Zu erledigende Aufgaben:
1. Gib aus dem Urteilstext wörtlich den Abschnitt aus, der bei den Worten „Leitsatz (amtlich)“ beginnt und nach „Rechnungsabgrenzungsposten zu aktivieren.“ endet.
2. Wie hoch war laut dem Urteilstext der monatliche Mietpreis für die Geschäftsräume?
3. Fasse den Absatz des Urteilstexts, der mit „Der Kläger und Revisionsbeklagte (Kläger) betreibt“ beginnt, als Stichpunktliste zusammen und behalte dabei die wesentlichen Fakten bei.

Zu lesender Text:
┌────────

Leitsatz (amtlich)

Zahlt der neue Mieter von Geschäftsräumen dem bisherigen Inhaber einen Zuschuß dafür, daß er dessen branchenfremdes Warenlager nicht zu übernehmen und - möglicherweise verlustbringend - zu verwerten braucht, so ist der Zuschuß weder als Wirtschaftsgut noch als Rechnungsabgrenzungsposten zu aktivieren.

 

Normenkette

EStG 1962 ff. § 4 Abs. 4; EStG 1962 ff. § 5; EStG 1962 ff. § 6 Abs. 1 Nr. 1

 

Tatbestand

Der Kläger und Revisionsbeklagte (Kläger) betreibt ein Oberbekleidungskaufhaus. Er schloß im Jahre 1961 mit den beiden Inhabern eines anderen Geschäftshauses einen nicht datierten Mietvertrag über deren Geschäftsräume. Das Mietverhältnis begann am 1. Januar 1962. Es war für 25 Jahre unkündbar vereinbart. Der monatliche Mietpreis betrug 2 800 DM. Der Kläger war zu Umbauten berechtigt. Da er das branchenfremde Warenlager der Vermieter nicht übernehmen wollte, vereinbarten die Vertragsparteien, daß die Vermieter im Herbst 1961 selbst noch den Totalausverkauf durchführen sollten, um dem Kläger die Geschäftsräume ab Jahresbeginn 1962 überlassen zu können. In einem gleichfalls nicht datierten Anhang zum Mietvertrag verpflichteten sich der Kläger und seine Ehefrau gegenüber den Vermietern, "für den zu erwartenden Verlust bei der Veräußerung der Waren einen fixen Betrag von 20 000 DM zu bezahlen, unabhängig davon, ob der Totalausverkauf finanzielle Vor- oder Nachteile bringt". Vor Beginn des Ausverkaufs hatte der Kläger den Betrag von 20 000 DM bei einer Bank zu hinterlegen. Der Kläger übernahm die Geschäftsräume vertragsgemäß zu Anfang des Jahres 1962. Im selben Zeitpunkt wurde der Betrag von 20 000 DM an die Vermieter überwiesen. Die Geschäftstätigkeit nahm der Kläger Anfang März 1962 in den neuen Räumen auf.

└────────

Bereitgestellte Einträge:
┌────────

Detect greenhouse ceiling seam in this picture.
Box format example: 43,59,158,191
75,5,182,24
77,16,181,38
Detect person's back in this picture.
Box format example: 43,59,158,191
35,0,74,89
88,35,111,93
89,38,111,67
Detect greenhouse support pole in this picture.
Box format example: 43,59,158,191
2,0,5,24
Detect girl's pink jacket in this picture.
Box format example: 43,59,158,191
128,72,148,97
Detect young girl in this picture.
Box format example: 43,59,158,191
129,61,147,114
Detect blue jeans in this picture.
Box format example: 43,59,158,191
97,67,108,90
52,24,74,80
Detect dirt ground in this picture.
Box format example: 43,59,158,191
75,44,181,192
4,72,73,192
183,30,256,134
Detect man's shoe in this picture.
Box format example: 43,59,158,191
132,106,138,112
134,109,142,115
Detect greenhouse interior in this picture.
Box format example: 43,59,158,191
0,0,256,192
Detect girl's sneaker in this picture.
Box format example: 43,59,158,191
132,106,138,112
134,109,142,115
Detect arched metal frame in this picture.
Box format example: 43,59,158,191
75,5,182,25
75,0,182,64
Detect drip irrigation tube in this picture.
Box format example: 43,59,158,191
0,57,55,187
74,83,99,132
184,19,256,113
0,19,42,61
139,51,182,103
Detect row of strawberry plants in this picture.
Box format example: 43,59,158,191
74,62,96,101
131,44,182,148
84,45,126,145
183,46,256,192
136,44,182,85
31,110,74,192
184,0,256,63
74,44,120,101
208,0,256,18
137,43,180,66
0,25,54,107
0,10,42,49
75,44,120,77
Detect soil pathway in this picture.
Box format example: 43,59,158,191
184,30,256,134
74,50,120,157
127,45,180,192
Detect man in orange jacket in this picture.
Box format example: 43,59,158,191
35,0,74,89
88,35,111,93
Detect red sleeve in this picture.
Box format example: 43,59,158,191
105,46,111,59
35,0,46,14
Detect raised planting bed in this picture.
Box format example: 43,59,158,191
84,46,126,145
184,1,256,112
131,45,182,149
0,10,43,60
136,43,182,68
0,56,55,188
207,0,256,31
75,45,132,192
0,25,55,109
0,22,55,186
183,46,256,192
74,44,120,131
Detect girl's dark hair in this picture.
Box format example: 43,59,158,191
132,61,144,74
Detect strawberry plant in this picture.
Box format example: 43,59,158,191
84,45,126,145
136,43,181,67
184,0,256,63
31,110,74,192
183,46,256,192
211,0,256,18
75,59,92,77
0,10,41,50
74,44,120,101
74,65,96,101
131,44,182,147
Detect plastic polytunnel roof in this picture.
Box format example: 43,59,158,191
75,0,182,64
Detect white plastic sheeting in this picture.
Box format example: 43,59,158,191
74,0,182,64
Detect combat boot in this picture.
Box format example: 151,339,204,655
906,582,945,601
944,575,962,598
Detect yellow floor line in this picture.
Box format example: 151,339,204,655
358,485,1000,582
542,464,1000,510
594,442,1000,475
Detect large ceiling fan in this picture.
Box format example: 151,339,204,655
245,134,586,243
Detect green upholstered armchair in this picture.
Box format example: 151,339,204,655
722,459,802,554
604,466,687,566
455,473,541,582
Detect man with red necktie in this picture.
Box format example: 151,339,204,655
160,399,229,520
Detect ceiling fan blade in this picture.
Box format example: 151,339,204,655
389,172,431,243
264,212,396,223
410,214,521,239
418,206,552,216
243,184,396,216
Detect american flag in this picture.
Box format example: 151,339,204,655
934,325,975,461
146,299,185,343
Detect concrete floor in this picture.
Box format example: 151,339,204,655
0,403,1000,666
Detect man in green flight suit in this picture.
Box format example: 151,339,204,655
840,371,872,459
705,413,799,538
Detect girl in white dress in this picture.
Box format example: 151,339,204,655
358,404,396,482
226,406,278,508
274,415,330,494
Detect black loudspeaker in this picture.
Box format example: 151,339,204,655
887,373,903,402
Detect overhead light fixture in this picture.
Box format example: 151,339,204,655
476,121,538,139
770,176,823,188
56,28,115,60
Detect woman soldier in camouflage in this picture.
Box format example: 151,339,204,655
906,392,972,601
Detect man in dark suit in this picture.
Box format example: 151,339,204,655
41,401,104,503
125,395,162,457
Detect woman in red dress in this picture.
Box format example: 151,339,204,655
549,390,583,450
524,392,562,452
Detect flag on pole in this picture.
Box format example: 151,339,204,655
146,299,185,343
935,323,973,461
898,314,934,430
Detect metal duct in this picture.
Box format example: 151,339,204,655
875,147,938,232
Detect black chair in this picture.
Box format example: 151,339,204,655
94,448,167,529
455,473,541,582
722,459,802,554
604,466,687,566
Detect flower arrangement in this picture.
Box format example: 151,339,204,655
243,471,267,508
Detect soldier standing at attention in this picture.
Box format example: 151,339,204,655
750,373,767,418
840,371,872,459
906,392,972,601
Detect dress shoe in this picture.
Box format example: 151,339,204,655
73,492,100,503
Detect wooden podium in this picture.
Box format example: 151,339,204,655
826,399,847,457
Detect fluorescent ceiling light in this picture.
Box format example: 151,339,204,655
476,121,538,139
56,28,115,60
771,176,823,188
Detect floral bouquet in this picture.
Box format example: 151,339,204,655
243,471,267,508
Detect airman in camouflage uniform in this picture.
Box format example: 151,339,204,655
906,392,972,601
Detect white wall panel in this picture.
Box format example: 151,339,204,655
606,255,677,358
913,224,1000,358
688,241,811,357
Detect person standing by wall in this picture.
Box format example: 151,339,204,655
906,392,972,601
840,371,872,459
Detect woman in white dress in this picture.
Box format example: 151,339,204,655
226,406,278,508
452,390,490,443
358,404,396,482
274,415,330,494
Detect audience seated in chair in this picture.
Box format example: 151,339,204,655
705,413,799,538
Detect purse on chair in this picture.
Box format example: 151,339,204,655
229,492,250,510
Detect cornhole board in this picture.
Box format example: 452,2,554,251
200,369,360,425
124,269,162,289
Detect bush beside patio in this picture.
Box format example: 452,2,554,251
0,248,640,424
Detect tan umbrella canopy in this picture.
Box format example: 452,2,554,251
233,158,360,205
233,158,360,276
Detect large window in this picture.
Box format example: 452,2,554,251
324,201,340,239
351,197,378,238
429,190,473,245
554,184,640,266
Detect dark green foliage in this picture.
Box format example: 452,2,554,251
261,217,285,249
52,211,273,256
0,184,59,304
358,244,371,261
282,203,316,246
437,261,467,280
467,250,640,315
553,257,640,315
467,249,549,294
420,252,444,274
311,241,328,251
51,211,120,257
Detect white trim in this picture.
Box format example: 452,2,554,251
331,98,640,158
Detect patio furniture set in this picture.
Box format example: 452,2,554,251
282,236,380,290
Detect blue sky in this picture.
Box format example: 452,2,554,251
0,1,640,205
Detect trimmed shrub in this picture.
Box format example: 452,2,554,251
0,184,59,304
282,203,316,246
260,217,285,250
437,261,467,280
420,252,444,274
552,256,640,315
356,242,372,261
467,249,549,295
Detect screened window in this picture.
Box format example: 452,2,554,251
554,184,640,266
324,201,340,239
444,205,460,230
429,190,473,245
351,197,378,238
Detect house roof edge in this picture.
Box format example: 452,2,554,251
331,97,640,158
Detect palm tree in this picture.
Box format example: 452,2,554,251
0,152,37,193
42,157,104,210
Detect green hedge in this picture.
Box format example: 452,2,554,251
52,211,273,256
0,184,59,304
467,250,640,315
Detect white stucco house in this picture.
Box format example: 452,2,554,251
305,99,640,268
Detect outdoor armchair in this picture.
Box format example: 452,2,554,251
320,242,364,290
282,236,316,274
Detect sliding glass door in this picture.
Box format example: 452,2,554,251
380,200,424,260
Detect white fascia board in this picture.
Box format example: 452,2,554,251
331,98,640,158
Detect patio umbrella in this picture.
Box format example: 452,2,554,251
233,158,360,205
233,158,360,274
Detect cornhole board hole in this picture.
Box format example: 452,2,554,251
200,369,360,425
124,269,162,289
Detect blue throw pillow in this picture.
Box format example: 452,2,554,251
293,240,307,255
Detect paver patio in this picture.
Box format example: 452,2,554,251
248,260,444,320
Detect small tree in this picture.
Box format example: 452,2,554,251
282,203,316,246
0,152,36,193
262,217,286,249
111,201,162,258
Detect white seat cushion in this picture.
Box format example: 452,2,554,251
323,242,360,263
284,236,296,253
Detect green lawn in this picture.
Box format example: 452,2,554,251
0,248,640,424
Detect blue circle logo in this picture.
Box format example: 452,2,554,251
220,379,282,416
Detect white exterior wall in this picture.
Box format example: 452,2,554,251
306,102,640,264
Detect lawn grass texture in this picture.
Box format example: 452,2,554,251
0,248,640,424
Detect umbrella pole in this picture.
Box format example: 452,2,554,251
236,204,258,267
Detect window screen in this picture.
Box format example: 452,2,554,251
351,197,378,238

└────────

Ergebnisse je Aufgabe:
1.
Leitsatz (amtlich)

Zahlt der neue Mieter von Geschäftsräumen dem bisherigen Inhaber einen Zuschuß dafür, daß er dessen branchenfremdes Warenlager nicht zu übernehmen und - möglicherweise verlustbringend - zu verwerten braucht, so ist der Zuschuß weder als Wirtschaftsgut noch als Rechnungsabgrenzungsposten zu aktivieren.

2. Der monatliche Mietpreis betrug 2 800 DM.

3.
- Der Kläger betreibt ein Oberbekleidungskaufhaus.
- 1961 schloss er mit den beiden Inhabern eines anderen Geschäftshauses einen nicht datierten Mietvertrag über deren Geschäftsräume.
- Das Mietverhältnis begann am 1. Januar 1962 und war für 25 Jahre unkündbar.
- Die Monatsmiete betrug 2 800 DM, und der Kläger durfte Umbauten vornehmen.
- Der Kläger wollte das branchenfremde Warenlager nicht übernehmen. Deshalb sollten die Vermieter im Herbst 1961 selbst einen Totalausverkauf durchführen.
- In einem nicht datierten Anhang verpflichteten sich der Kläger und seine Ehefrau, für den erwarteten Verlust einen festen Betrag von 20 000 DM zu zahlen, unabhängig vom Ergebnis des Ausverkaufs.
- Diesen Betrag musste der Kläger vor Beginn des Ausverkaufs bei einer Bank hinterlegen.
- Anfang 1962 übernahm der Kläger die Räume, und die 20 000 DM wurden an die Vermieter überwiesen.
- Anfang März 1962 nahm der Kläger in den neuen Räumen die Geschäftstätigkeit auf.